A block of data:
• • • •
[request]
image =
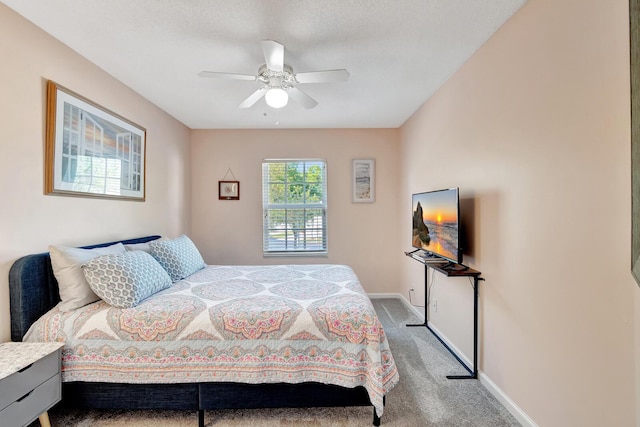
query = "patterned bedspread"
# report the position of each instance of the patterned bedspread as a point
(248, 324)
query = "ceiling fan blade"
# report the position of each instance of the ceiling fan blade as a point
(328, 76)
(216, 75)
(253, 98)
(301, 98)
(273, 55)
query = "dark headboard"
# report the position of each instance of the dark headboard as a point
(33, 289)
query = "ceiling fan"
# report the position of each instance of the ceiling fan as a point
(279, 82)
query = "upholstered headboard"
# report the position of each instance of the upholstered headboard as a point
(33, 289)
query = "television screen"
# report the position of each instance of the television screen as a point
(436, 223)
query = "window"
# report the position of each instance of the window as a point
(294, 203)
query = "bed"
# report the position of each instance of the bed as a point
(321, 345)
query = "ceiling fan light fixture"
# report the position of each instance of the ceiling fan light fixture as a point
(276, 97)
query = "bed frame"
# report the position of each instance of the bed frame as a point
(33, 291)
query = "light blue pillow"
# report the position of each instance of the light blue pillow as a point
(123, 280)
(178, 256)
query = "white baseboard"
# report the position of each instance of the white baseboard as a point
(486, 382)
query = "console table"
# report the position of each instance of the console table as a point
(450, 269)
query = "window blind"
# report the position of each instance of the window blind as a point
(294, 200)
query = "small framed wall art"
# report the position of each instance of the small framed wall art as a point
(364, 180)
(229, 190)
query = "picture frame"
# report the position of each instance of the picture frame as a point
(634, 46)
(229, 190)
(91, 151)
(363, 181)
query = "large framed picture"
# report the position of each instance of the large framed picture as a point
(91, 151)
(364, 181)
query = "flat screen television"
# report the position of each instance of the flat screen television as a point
• • • •
In your copy, leave out the pictures and reproduce the material above exactly.

[request]
image =
query = "patterned bedspread"
# report the position of each instance of the patterned bedspread as a point
(248, 324)
query = "ceiling fan blade"
# report the position of each instance of the ceiling fan blade as a point
(328, 76)
(216, 75)
(253, 98)
(301, 98)
(273, 55)
query = "dark headboard"
# report the position of each instance of the dark headboard as a point
(33, 289)
query = "ceiling fan"
# report the position of each instance of the ceiling fan as a point
(279, 82)
query = "upholstered headboard"
# report the position of each instance of the upholstered headboard as a point
(33, 289)
query = "television screen"
# report the position of each instance of the television screen as a point
(436, 223)
query = "window"
# report the position of each instance of the window as a point
(294, 203)
query = "bed"
# report the position of each instance of the bed as a point
(321, 345)
query = "ceiling fan light fixture"
# report the position of each instance of the ceiling fan light fixture as a point
(276, 97)
query = "bed frame"
# report the position of each instance of the bed frame as a point
(33, 291)
query = "light blue pillow"
# report the position of each instance of the light blue pillow as a point
(123, 280)
(178, 256)
query = "white baseboard"
# report the position of each instance of the white baseboard as a point
(486, 382)
query = "console table"
# report the position of each instance of the console table as a point
(450, 269)
query = "window blind"
# report the position of each instance of the window blind as a point
(294, 200)
query = "small framed wall art"
# report the position of each instance of the small framed wall art as a point
(364, 180)
(229, 190)
query = "picture frame"
# report the position of each instance of the picture frame as a point
(634, 46)
(229, 190)
(91, 151)
(363, 181)
query = "large framed picture"
# report the position of each instance of the large framed picture as a point
(91, 151)
(364, 181)
query = "flat screen television"
# report the position of each instance of the flat screen television as a point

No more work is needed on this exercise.